→ Description of the task
Please show every line in the entries below that includes the word "piece".

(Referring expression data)
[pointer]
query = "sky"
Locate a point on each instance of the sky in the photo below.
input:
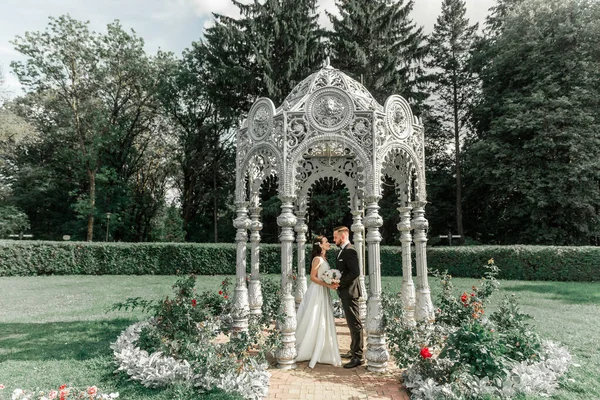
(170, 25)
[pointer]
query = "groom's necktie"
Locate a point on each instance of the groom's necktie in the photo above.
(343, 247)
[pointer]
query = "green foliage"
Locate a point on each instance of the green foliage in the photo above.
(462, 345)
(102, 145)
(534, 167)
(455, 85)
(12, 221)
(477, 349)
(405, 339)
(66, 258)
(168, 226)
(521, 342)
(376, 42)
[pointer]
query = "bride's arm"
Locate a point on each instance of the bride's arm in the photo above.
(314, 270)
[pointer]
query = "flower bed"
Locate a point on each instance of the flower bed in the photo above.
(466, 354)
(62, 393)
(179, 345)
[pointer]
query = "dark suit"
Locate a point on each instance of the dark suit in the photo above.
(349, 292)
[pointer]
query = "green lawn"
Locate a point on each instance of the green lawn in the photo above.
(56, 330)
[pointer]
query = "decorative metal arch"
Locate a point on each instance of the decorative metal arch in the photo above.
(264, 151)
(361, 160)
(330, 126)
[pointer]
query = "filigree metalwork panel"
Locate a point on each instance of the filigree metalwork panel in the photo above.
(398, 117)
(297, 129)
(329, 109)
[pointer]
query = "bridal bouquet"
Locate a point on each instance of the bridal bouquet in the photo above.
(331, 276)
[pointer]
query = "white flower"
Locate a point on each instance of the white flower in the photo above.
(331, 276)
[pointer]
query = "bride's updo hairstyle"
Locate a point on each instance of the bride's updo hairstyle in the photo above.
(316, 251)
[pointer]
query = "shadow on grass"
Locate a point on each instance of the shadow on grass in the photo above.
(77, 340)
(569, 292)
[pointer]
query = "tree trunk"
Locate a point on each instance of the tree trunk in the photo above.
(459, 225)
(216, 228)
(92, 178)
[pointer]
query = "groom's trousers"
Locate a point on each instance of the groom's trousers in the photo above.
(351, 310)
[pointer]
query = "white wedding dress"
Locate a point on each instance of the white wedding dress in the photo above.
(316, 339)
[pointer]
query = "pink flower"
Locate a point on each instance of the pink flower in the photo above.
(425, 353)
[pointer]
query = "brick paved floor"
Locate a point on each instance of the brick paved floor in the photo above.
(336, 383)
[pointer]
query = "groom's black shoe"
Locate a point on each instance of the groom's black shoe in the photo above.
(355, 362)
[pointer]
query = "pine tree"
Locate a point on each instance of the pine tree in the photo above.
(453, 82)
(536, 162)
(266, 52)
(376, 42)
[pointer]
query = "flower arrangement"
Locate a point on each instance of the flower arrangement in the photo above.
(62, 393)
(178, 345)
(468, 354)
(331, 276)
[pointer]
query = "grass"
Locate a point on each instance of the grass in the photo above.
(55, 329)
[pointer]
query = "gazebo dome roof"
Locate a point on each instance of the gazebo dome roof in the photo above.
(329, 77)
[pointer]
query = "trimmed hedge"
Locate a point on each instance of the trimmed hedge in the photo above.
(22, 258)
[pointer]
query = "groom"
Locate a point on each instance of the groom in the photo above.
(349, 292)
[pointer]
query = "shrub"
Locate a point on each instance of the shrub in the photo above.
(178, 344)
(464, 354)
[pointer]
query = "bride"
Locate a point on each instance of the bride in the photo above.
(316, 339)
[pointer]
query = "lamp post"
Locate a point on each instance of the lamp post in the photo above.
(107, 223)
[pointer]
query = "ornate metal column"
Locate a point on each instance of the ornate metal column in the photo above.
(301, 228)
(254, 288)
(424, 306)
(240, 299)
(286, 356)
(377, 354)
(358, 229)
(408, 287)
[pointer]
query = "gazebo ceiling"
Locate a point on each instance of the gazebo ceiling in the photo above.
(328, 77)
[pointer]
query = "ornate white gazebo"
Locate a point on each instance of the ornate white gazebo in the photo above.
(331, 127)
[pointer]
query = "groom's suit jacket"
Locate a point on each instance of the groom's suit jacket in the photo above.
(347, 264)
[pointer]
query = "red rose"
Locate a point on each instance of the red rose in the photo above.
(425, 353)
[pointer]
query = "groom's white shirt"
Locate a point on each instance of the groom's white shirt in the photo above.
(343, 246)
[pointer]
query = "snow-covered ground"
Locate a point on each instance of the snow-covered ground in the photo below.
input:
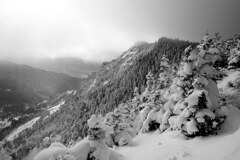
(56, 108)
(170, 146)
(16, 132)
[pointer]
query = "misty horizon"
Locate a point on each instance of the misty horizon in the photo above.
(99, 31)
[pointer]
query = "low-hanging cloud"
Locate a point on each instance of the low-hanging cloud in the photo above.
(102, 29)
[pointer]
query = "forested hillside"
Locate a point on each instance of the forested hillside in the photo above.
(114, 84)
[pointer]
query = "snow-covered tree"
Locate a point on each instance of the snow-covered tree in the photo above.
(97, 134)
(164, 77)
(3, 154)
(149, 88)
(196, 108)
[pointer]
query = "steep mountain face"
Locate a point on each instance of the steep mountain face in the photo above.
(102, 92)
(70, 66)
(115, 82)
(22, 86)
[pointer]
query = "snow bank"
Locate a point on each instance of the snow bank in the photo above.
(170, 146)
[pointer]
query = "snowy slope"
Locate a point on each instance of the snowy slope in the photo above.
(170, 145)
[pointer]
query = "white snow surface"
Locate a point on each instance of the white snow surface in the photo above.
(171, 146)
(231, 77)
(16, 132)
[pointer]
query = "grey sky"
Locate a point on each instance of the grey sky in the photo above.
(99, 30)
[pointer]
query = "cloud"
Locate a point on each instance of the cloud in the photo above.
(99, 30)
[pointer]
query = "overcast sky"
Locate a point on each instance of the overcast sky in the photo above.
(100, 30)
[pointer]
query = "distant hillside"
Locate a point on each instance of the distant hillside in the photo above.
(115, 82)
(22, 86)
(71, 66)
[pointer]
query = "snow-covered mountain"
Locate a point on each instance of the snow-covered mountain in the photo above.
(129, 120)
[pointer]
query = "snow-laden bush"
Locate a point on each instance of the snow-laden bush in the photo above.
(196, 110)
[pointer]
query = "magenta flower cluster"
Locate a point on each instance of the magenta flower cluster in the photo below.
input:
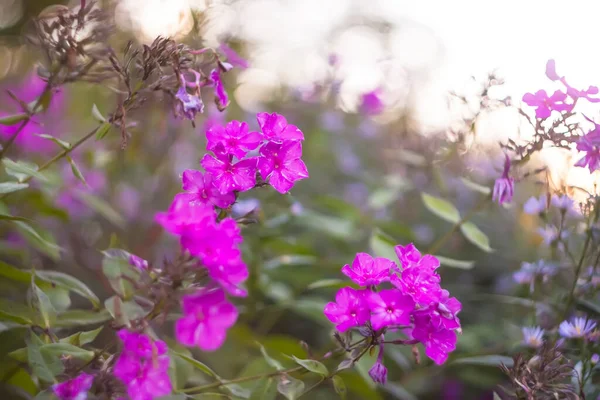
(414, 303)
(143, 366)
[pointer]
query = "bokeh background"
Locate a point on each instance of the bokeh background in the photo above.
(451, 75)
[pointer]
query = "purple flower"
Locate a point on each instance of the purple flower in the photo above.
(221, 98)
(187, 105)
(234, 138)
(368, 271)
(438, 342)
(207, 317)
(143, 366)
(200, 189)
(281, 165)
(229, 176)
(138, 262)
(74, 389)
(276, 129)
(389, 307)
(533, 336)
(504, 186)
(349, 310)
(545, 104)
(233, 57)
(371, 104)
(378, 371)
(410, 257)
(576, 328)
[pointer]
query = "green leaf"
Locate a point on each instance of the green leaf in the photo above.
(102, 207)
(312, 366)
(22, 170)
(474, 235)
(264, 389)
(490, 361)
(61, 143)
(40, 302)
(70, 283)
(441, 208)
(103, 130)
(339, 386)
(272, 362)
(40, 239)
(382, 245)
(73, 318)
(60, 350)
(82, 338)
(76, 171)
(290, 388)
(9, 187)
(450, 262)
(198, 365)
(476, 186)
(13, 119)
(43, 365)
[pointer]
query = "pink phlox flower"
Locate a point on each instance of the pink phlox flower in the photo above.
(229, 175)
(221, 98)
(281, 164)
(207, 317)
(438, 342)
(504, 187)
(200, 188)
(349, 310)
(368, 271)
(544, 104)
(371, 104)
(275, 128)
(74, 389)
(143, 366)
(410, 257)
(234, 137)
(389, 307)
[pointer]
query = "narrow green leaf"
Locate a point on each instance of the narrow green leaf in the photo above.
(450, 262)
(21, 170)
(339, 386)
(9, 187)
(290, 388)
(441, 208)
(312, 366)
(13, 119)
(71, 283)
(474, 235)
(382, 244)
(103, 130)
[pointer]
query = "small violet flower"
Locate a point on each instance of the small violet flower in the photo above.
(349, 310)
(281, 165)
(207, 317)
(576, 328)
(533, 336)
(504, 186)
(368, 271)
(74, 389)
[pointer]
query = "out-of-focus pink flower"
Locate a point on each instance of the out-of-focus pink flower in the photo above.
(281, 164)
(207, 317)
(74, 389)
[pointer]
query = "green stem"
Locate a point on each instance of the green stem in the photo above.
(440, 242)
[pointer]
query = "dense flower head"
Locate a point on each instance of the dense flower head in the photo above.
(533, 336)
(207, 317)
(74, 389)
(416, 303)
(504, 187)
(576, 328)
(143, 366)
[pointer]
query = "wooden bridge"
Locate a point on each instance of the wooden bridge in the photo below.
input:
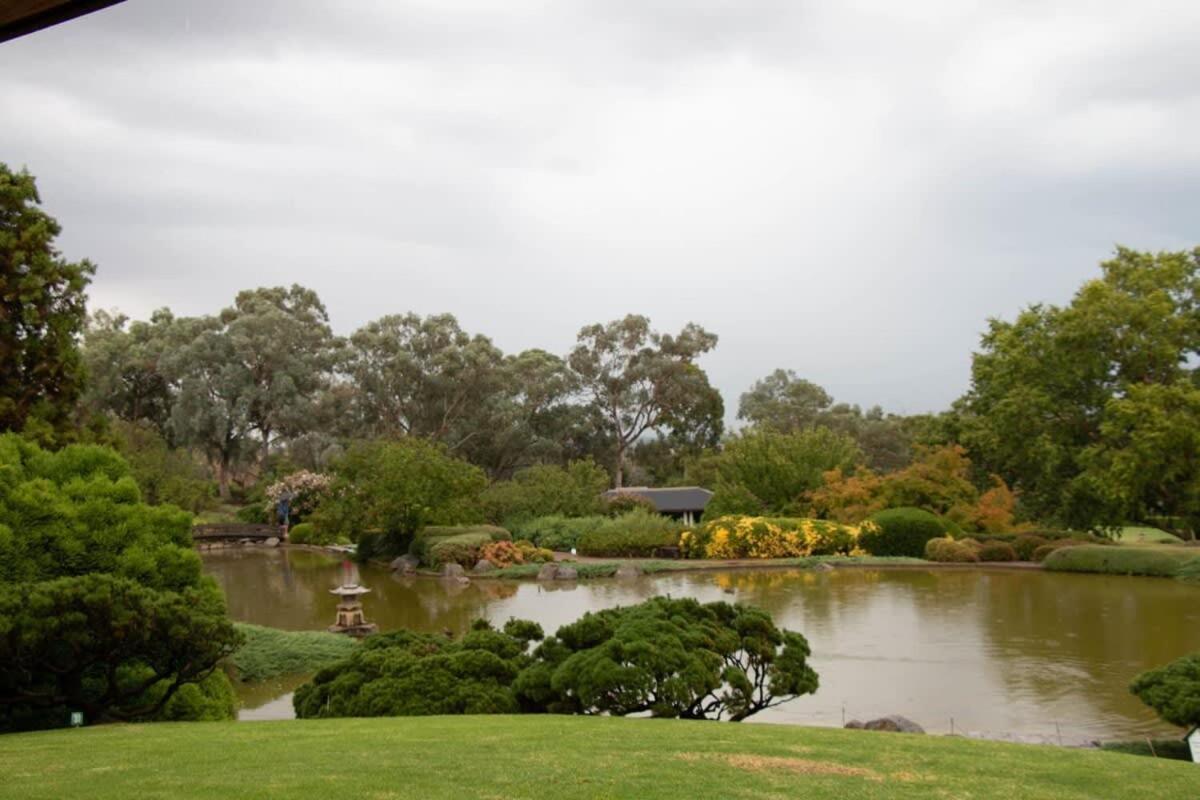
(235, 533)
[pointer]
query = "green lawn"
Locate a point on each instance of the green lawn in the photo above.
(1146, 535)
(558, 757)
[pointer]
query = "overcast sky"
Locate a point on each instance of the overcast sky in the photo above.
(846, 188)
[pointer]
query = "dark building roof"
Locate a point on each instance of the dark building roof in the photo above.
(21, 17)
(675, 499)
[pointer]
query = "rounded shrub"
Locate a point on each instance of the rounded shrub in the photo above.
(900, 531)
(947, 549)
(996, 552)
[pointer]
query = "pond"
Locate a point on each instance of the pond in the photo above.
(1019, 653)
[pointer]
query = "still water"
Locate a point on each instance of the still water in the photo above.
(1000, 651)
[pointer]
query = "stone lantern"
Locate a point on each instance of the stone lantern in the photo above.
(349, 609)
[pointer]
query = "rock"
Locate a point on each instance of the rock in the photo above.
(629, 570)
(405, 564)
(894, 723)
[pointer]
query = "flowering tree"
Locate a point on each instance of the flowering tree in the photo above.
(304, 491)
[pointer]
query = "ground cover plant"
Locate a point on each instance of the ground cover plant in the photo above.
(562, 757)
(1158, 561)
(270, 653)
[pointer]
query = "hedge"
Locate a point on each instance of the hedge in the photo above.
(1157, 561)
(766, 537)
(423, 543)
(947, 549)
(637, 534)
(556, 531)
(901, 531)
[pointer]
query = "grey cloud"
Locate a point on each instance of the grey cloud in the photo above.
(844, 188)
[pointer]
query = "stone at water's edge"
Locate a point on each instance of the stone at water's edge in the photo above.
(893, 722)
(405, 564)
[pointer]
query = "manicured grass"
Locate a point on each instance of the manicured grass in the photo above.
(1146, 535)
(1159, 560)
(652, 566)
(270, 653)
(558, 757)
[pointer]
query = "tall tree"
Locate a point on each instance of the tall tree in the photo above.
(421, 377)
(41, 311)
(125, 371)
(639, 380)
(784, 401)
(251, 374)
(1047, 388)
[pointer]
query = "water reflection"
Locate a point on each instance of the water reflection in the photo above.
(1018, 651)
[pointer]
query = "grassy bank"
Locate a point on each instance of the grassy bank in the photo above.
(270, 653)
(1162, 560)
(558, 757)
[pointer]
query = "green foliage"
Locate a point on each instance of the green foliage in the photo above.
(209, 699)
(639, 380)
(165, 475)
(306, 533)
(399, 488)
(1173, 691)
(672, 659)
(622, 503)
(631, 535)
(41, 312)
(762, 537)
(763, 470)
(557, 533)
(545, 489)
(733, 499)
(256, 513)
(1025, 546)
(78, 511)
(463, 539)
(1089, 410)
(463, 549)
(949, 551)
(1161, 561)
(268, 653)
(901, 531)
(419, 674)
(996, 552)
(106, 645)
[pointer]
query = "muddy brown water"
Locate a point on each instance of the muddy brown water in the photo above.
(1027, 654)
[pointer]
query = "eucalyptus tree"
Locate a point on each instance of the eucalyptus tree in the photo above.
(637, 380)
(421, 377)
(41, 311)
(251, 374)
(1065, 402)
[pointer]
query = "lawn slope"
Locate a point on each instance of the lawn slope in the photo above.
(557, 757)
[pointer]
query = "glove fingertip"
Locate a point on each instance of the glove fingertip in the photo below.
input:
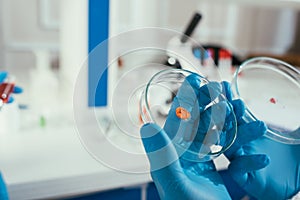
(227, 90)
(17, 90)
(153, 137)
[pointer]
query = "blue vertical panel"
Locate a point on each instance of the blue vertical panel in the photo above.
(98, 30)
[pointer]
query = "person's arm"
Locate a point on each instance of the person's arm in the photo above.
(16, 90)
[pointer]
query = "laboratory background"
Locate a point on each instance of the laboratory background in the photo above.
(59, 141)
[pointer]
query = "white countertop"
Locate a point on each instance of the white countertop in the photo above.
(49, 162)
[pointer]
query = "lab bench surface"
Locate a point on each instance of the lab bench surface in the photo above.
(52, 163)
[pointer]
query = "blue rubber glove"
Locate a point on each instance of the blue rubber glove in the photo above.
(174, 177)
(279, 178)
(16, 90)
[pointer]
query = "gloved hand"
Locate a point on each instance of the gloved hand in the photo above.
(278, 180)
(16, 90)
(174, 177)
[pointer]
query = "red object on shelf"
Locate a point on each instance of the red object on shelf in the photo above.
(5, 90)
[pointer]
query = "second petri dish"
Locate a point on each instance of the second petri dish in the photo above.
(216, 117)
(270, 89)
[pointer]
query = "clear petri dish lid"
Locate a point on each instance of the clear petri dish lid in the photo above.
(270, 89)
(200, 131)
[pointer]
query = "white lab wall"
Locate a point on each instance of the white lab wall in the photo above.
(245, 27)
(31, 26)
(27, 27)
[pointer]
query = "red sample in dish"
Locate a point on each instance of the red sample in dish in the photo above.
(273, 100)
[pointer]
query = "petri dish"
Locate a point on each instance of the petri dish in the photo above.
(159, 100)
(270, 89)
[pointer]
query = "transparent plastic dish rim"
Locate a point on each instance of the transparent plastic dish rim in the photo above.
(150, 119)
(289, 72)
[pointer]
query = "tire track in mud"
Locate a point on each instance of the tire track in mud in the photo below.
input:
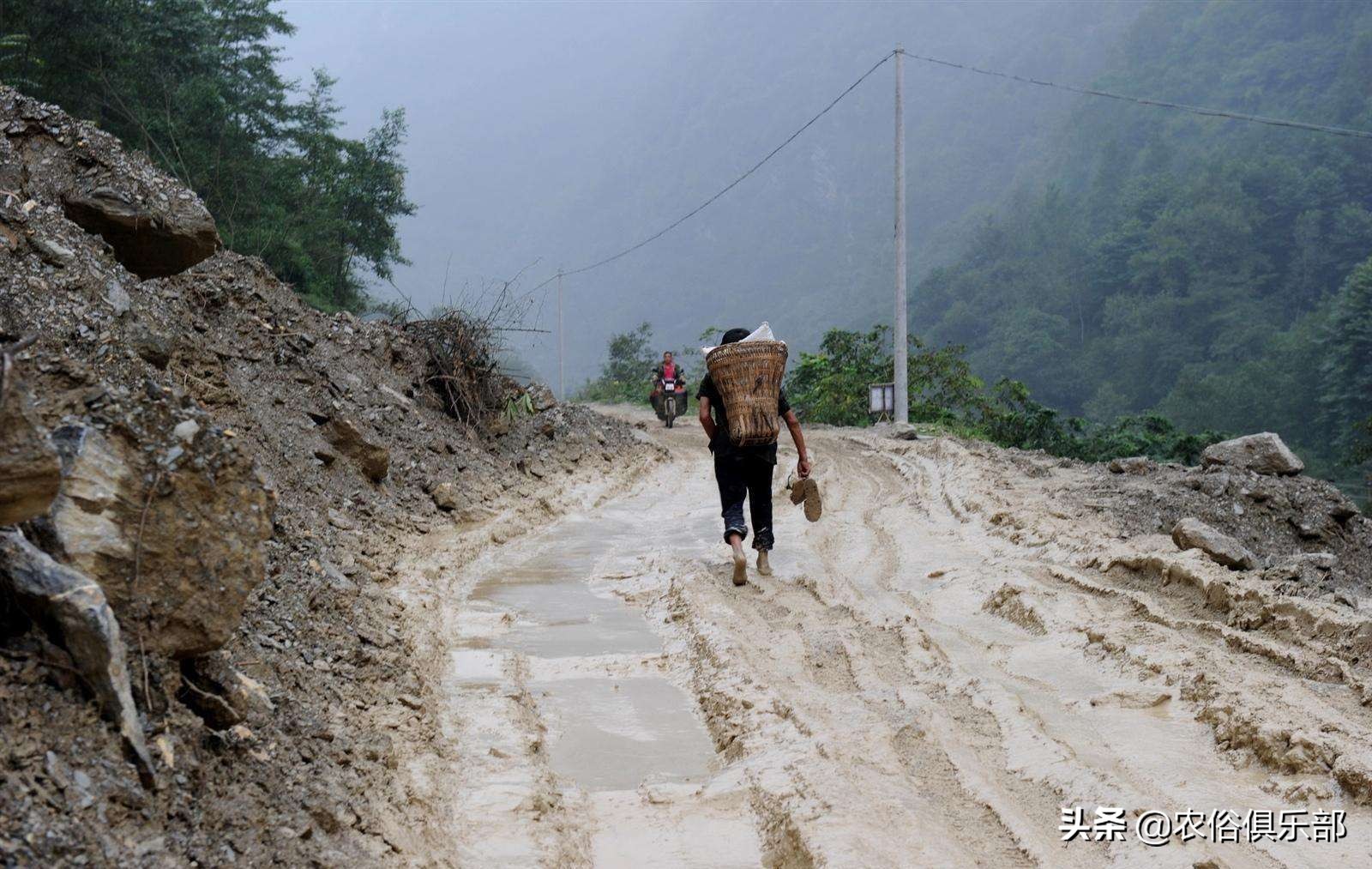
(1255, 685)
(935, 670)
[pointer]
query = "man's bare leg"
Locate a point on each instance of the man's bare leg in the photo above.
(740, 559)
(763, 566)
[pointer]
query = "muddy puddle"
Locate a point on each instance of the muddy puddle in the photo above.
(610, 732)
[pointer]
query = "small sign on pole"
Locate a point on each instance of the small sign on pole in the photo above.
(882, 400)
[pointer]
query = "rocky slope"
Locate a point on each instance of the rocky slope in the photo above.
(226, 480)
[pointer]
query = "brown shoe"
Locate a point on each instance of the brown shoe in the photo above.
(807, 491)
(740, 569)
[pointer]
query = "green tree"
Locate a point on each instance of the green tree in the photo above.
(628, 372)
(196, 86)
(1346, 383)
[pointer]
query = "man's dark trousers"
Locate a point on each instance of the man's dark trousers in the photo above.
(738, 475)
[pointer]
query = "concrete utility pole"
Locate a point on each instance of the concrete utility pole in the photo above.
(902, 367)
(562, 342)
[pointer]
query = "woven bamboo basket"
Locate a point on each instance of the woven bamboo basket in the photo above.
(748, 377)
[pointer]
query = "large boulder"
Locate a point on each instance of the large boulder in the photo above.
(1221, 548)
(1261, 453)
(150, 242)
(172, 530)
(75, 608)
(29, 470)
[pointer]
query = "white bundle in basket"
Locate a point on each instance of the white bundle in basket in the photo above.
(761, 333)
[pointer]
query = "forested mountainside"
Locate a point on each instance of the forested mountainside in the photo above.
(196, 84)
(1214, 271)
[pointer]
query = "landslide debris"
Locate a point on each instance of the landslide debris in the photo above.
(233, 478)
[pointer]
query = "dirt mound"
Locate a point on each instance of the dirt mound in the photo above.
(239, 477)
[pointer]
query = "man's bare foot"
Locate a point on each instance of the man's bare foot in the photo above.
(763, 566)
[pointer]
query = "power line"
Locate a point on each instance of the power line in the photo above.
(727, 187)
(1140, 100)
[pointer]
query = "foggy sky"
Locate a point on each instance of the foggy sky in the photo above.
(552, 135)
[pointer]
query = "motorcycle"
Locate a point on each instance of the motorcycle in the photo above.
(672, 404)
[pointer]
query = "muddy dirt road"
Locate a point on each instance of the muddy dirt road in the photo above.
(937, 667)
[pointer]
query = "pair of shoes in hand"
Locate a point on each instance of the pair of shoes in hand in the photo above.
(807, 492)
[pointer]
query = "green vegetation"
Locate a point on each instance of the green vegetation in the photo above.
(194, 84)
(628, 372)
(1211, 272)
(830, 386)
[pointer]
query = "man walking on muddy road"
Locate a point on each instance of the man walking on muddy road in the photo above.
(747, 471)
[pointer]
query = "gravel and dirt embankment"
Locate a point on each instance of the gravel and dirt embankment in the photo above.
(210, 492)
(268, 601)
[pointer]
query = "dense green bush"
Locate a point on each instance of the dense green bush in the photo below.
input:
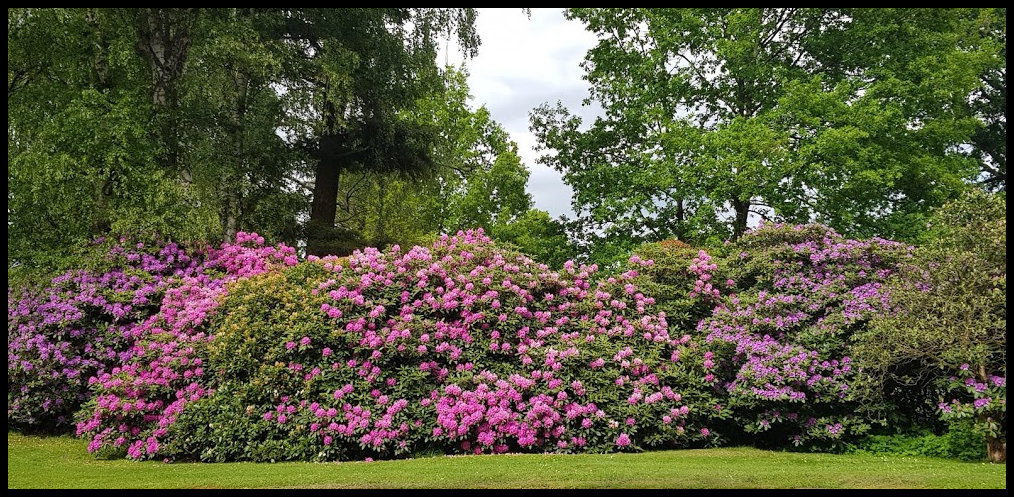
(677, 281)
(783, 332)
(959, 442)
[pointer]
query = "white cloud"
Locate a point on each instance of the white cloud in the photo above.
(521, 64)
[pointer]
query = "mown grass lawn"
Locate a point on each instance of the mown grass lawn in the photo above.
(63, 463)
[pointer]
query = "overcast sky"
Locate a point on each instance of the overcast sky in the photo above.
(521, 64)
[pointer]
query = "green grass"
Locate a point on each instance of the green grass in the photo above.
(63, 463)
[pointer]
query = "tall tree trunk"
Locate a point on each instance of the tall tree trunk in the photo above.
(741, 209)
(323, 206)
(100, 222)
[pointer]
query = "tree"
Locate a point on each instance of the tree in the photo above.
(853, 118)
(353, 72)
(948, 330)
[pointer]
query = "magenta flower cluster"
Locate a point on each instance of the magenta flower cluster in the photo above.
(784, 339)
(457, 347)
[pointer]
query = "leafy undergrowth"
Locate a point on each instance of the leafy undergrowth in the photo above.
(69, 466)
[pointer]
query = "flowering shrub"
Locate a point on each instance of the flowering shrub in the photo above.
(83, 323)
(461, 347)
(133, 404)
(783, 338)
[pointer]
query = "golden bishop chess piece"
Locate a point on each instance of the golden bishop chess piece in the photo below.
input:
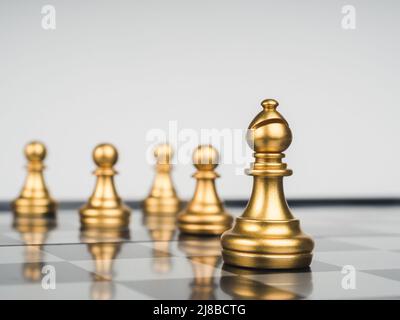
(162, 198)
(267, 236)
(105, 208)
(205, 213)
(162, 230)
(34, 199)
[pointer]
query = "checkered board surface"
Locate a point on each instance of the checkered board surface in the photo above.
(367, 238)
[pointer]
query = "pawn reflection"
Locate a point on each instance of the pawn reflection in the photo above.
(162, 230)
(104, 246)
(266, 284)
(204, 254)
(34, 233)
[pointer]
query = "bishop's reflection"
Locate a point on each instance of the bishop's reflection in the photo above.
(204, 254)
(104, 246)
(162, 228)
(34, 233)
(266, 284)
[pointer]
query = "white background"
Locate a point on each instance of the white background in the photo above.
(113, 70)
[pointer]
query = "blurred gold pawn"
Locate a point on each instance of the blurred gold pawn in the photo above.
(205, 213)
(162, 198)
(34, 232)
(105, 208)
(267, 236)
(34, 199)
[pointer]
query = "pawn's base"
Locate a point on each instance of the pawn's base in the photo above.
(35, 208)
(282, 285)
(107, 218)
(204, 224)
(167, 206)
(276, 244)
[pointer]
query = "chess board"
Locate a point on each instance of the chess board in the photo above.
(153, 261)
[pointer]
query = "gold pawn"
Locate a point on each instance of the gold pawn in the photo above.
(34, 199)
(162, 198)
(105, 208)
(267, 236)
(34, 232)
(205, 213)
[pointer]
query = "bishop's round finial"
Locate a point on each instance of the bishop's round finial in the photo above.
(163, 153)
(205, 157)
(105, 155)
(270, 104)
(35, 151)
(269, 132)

→ Finished exercise
query = "golden bishop chess piece"
Locate a point on each instance of the golden bishop chess piece in the photo below.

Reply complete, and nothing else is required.